PROBLEM TO WORK ON -
Every line from the start of the records below to the line containing "x=89, y=152" should be retyped exactly, that line included, and no others.

MATERIAL PROVIDED -
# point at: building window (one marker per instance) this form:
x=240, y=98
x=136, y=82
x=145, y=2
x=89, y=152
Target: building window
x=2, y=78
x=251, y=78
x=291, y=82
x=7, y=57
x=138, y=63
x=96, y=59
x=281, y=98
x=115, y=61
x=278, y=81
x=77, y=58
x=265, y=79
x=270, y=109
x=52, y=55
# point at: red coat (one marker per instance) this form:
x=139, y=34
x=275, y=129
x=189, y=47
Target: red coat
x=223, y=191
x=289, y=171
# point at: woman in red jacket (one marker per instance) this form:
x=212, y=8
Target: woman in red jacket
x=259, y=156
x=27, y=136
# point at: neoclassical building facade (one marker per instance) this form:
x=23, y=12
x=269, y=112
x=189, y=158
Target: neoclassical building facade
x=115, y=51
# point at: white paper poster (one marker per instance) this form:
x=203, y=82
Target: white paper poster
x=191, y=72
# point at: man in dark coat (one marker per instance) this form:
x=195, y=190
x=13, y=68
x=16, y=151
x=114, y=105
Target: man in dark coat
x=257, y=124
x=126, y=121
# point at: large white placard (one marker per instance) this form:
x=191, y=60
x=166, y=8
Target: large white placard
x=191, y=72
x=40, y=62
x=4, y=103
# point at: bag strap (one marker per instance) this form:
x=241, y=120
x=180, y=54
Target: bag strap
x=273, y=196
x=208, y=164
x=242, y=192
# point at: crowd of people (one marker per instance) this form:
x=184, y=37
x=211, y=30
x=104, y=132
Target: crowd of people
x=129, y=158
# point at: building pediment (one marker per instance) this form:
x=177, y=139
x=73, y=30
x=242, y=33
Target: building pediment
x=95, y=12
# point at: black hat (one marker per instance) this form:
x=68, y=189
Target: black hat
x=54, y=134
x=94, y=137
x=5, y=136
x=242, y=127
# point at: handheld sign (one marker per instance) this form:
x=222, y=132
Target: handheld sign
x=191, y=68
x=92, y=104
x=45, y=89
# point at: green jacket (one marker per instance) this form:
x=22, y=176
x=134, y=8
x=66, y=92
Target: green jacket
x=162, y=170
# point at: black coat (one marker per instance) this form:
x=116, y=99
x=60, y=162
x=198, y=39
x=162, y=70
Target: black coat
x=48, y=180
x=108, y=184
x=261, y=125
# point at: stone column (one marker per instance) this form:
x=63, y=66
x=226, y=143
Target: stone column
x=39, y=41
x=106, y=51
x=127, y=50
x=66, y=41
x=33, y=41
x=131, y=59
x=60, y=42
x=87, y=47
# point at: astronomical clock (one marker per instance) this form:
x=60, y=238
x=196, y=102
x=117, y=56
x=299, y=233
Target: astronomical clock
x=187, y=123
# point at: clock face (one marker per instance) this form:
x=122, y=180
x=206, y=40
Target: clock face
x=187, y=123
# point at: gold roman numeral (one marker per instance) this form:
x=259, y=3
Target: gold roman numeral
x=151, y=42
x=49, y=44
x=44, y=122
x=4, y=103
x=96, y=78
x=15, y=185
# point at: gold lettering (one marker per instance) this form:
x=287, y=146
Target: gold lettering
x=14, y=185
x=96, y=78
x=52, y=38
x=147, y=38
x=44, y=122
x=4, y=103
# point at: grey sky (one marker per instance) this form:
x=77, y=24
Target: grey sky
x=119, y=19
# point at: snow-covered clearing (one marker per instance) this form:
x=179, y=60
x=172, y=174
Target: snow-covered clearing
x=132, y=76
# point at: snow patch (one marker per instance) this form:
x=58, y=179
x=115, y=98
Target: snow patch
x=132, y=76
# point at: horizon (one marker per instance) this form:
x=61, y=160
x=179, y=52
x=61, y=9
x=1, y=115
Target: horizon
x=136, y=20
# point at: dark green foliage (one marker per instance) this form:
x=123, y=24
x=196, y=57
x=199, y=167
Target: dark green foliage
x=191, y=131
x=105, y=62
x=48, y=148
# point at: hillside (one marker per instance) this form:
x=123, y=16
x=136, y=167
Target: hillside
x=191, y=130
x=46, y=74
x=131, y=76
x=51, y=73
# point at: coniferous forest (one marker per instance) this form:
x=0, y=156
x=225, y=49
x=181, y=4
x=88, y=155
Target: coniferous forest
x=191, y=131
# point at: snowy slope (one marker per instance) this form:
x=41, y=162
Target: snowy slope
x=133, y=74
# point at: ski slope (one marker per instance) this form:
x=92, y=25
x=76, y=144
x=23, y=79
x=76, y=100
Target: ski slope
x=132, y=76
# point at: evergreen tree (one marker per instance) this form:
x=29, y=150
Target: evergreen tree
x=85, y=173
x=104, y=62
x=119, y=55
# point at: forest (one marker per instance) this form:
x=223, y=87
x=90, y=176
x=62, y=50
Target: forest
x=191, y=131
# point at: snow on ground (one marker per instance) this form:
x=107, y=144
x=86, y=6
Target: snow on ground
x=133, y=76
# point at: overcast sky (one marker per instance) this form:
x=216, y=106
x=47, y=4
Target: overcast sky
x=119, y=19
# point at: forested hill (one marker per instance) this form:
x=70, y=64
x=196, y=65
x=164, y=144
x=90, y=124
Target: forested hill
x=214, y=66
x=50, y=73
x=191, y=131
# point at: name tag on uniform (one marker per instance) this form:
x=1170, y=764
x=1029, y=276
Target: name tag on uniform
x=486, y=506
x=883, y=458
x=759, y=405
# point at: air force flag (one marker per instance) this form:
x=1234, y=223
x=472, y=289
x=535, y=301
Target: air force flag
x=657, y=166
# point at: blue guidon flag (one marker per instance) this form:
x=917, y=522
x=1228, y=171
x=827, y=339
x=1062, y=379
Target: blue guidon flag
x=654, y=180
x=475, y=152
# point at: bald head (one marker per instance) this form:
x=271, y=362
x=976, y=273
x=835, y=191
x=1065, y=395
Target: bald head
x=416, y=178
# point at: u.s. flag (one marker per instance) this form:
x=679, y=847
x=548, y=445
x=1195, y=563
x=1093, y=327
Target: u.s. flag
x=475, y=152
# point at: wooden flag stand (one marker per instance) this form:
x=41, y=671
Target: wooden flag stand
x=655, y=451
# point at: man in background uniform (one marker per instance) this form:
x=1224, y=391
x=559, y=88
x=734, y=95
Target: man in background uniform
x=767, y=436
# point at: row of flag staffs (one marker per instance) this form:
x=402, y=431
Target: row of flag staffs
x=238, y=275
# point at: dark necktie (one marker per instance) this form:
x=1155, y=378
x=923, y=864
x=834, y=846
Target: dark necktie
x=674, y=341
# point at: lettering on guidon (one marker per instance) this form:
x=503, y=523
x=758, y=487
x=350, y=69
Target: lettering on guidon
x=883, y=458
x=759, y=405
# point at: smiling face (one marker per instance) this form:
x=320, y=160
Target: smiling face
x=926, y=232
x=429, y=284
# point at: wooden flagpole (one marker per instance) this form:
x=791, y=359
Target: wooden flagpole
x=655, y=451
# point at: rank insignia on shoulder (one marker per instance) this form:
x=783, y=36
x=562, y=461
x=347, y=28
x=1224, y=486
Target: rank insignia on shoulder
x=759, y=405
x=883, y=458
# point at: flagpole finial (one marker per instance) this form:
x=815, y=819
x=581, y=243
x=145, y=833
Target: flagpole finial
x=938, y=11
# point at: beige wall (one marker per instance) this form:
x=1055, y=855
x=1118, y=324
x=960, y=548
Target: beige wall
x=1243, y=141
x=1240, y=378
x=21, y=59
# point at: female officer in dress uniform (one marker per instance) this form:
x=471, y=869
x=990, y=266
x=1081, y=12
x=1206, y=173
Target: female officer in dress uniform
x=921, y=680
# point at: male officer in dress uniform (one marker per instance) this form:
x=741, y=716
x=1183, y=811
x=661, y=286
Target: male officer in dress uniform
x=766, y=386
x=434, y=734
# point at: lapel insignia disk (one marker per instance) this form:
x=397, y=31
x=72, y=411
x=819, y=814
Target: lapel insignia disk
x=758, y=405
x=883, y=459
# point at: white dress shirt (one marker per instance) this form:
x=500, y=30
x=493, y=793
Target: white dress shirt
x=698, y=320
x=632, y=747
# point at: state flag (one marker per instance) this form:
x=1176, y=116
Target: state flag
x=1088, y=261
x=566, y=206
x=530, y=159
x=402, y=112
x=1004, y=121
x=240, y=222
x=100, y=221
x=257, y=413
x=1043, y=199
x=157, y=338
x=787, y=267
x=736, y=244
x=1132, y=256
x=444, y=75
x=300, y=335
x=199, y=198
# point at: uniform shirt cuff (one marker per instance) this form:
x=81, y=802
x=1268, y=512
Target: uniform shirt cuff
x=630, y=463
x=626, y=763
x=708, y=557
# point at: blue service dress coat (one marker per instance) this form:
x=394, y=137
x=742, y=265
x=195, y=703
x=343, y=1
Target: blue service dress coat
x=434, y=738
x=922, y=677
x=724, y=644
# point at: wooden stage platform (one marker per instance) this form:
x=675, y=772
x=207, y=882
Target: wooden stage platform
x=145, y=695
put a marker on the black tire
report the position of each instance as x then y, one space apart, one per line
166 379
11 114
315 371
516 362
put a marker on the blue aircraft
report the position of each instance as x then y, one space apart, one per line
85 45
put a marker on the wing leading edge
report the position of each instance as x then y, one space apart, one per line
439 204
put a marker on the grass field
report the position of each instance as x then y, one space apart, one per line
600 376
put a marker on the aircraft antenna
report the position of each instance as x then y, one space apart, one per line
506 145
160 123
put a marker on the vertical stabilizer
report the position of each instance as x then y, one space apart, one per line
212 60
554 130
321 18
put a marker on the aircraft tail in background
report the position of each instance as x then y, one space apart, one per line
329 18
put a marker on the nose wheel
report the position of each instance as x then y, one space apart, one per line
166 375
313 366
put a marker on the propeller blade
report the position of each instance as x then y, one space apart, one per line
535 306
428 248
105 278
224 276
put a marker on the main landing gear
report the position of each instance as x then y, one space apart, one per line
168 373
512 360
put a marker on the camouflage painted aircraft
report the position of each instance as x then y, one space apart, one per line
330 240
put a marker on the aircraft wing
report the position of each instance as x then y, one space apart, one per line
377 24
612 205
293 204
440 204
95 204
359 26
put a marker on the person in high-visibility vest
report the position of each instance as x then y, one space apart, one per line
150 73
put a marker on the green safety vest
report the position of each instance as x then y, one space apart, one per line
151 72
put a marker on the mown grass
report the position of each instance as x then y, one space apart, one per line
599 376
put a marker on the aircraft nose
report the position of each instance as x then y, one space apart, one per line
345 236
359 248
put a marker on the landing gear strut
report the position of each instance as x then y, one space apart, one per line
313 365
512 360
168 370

SOLVED EXERCISE -
# point at: building window (one marker per instance) this form:
x=240, y=98
x=136, y=82
x=145, y=2
x=89, y=152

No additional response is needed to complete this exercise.